EXERCISE DESCRIPTION: Each line in the entries below that contains the word "comma" counts once. Report how many there are and nothing more.
* * * * * * *
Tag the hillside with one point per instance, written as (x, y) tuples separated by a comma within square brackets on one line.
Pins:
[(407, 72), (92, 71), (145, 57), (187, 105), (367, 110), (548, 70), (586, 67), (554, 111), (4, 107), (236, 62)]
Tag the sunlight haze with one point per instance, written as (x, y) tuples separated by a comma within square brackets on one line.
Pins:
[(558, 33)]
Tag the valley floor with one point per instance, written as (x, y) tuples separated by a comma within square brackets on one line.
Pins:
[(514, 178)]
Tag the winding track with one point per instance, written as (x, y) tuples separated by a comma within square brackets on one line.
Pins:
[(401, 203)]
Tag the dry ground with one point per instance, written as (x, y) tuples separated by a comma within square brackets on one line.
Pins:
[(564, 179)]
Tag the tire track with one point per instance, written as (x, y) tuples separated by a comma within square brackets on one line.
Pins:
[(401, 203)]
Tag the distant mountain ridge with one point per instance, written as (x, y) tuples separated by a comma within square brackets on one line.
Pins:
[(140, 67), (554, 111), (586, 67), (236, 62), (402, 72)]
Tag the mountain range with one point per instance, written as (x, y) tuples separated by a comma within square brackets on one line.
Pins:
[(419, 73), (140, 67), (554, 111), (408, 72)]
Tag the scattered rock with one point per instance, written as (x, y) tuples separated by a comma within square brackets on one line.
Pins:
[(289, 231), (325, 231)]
* * * * * * *
RESPONSE BOX: 9